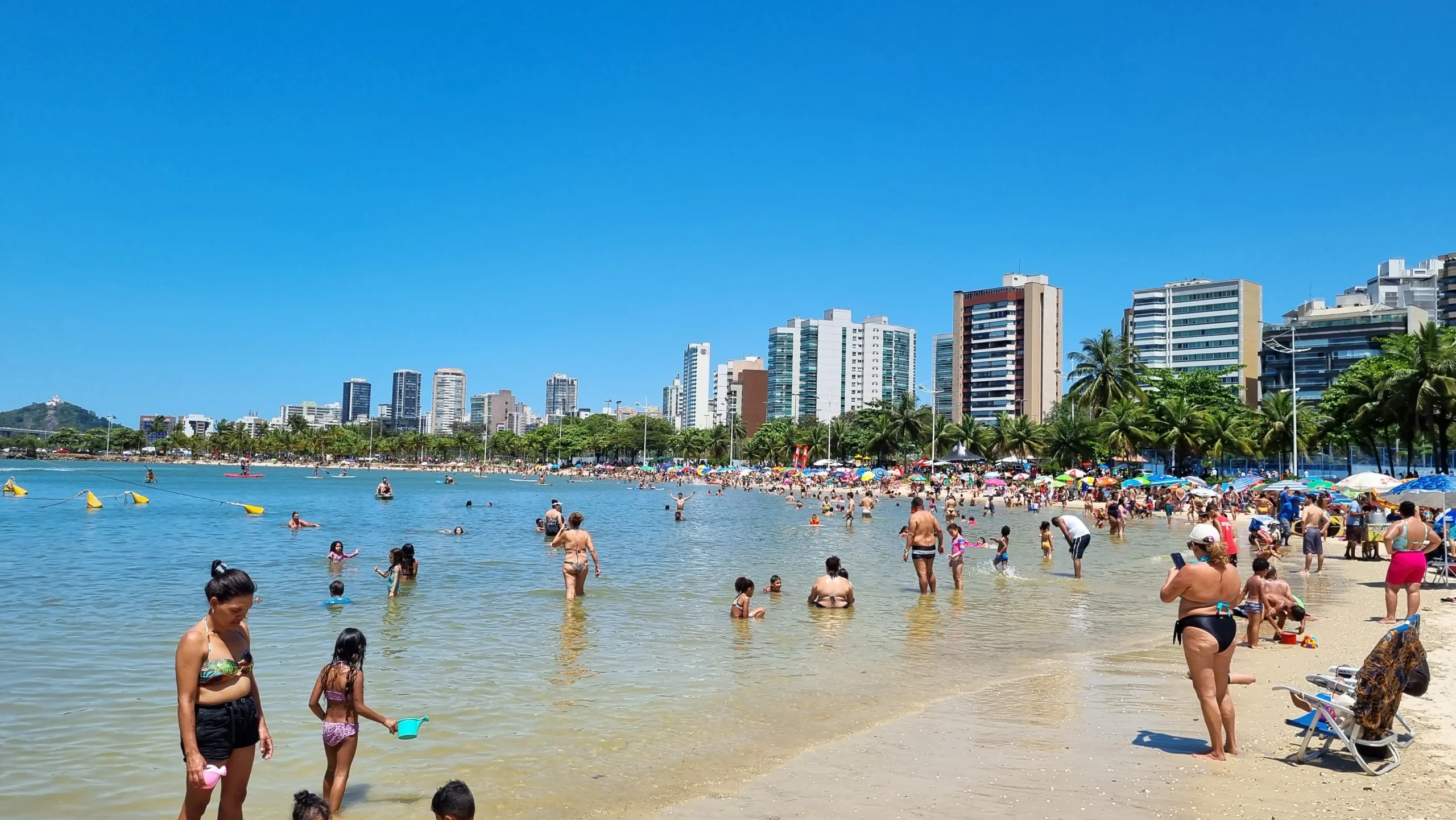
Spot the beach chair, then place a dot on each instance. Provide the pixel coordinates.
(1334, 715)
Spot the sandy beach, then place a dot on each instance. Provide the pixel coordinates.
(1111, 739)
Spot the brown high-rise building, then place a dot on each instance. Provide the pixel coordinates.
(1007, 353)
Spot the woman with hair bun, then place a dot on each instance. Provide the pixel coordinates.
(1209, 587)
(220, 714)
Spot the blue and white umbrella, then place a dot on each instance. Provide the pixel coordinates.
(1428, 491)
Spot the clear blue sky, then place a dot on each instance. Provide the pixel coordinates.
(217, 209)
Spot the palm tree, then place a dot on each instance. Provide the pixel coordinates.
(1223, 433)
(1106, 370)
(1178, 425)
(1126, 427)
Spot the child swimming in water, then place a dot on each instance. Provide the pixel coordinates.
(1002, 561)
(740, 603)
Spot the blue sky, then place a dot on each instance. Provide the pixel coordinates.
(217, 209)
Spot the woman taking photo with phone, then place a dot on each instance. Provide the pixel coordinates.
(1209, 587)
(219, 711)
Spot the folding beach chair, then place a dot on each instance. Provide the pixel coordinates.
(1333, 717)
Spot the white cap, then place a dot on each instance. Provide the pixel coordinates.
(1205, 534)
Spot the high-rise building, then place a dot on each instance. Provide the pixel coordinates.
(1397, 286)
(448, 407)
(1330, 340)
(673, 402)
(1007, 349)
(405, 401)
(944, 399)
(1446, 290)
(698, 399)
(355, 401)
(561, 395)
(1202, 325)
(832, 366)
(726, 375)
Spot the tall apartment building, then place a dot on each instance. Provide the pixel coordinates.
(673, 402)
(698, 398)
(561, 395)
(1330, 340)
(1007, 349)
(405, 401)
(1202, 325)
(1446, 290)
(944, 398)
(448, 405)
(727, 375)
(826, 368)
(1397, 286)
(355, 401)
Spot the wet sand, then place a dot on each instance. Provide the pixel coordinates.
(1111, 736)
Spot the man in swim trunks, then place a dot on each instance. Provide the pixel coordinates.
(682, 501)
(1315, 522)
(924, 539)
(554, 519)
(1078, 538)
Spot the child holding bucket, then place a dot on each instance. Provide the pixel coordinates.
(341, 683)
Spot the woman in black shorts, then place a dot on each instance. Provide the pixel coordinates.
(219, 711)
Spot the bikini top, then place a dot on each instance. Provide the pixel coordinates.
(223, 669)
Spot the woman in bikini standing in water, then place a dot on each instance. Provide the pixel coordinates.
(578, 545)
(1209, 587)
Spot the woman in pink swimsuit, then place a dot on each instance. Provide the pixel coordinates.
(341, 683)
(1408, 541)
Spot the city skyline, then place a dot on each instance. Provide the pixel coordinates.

------

◆ What to do
Reproduce the data word for word, excluding its pictures.

◆ Task answer
Spot the beach chair, then place a dot on each instance. Provide the pixel coordinates.
(1334, 715)
Spot the sandy beach, then place a dot on each instance. Provide the pixel coordinates.
(1111, 739)
Spot the brown high-rise building, then place a dot on each instance. Provide the pixel coordinates.
(1007, 353)
Spot the woman with hair bun, then place a dot on each instance. Provide the pixel coordinates.
(1209, 587)
(220, 714)
Spot the blue and white umbrella, then place a dot on each instance. Provide the pixel coordinates.
(1428, 491)
Spot the clear blue sky, then place a dot on each instance. Provide the pixel coordinates.
(217, 209)
Spot the palm tree, then place a dot on each instance. Provide the pixel coordinates.
(1223, 433)
(1106, 370)
(1178, 425)
(1126, 427)
Spot the child swimming in water, then place a dot on each instance. Provide the pixel coordinates.
(1002, 561)
(740, 603)
Spot the blue sky, then place a dot on each instance. Provide the pixel coordinates.
(217, 209)
Spot the woman taking photo with phone, then place a dot on each instance. Provide the pixel coordinates.
(1209, 587)
(219, 711)
Spot the folding beach chair, then place a dot on each instance. Provide the pixel coordinates.
(1333, 717)
Spot the white cap, then place a dot on each instance. Provide the pixel coordinates.
(1205, 534)
Spot the high-rise building, then place a dot on each instance. Provide the pixel coordinates.
(1397, 286)
(448, 407)
(1330, 340)
(673, 402)
(1007, 349)
(405, 401)
(944, 399)
(1446, 290)
(698, 399)
(355, 401)
(561, 395)
(1202, 325)
(832, 366)
(726, 375)
Spot the tall apartment building, then place a dot on each instance. Provide the pixel coordinates.
(673, 402)
(698, 398)
(561, 395)
(1330, 340)
(1007, 349)
(405, 401)
(1202, 325)
(1446, 290)
(944, 398)
(448, 405)
(727, 375)
(826, 368)
(1397, 286)
(355, 401)
Spot the wet sand, then place a dot on each instance. Provide the pixel coordinates.
(1111, 736)
Spot the man in swim trunks, then place a dot on each instance. Provide the pixel coordinates.
(682, 501)
(1315, 522)
(924, 539)
(554, 519)
(1078, 538)
Spot the child holding bucket, then place a dot on each instance. Provide the pixel coordinates.
(341, 683)
Spot the woman in black shorts, then place a dot on each instance. Provide the pixel coordinates.
(219, 711)
Spot the bikini top, then place a dot on each instance. Provide the pixel coordinates.
(223, 669)
Spot the woman in bikini standing in water, then place a dot on each instance. Provide the pixel coordinates.
(578, 545)
(1209, 587)
Spot the woman in pink swimsuit, then place a dot on each instance. Provide the pixel coordinates.
(341, 683)
(1408, 541)
Spot the city skyline, then place a dot on each instance. Provide the pixel coordinates.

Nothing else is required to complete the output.